** start Data to process **

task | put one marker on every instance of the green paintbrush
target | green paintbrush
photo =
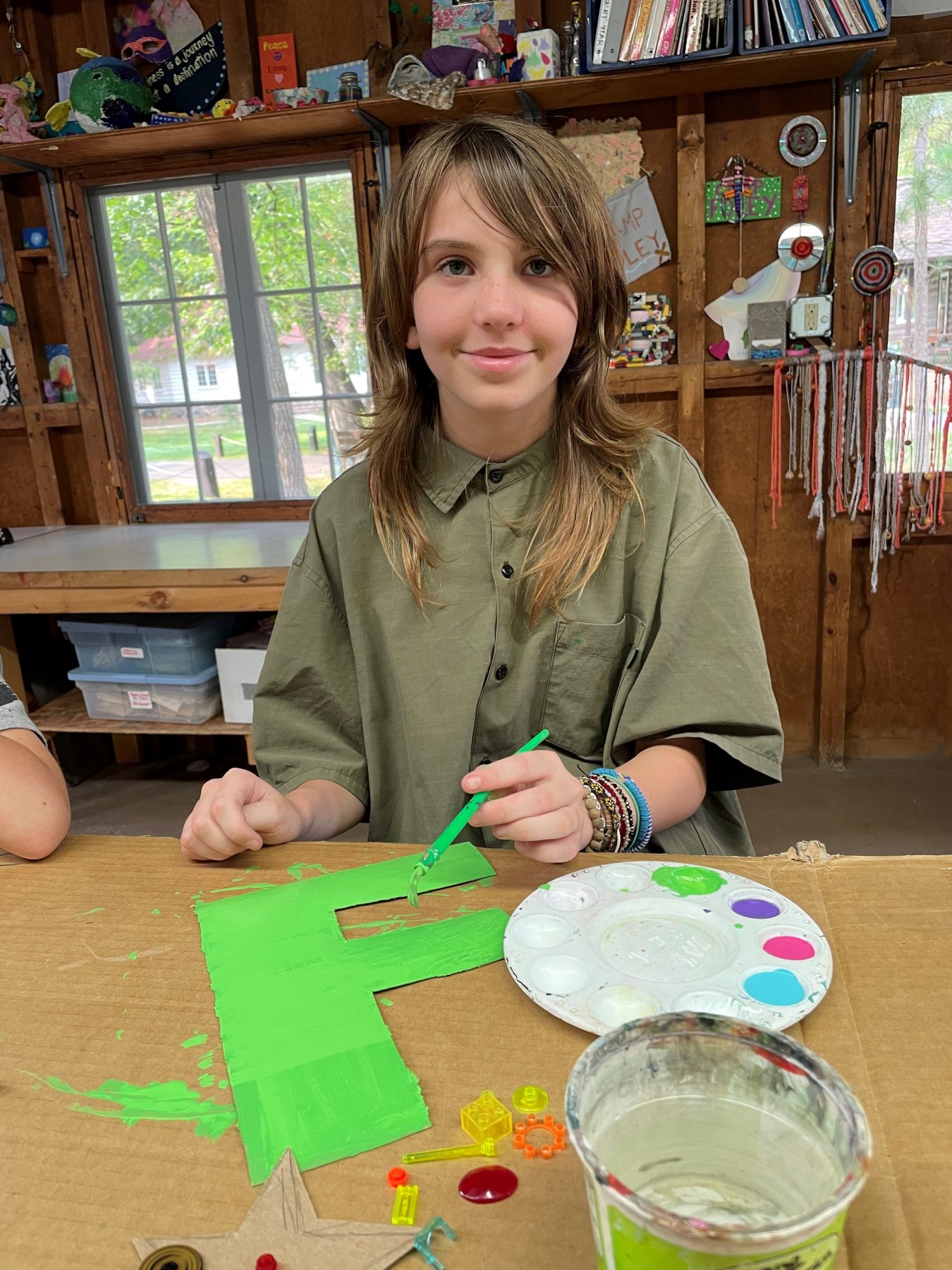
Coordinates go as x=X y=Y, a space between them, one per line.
x=456 y=826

** end Data to process **

▶ [Work instructions] Copy every line of the records above exactly as it stands, leaving out the pictures.

▶ [Exercise output]
task | put one marker on every instance of the green paintbrush
target | green paintbrush
photo =
Coordinates go as x=X y=Y, a space between them, one per line.
x=456 y=826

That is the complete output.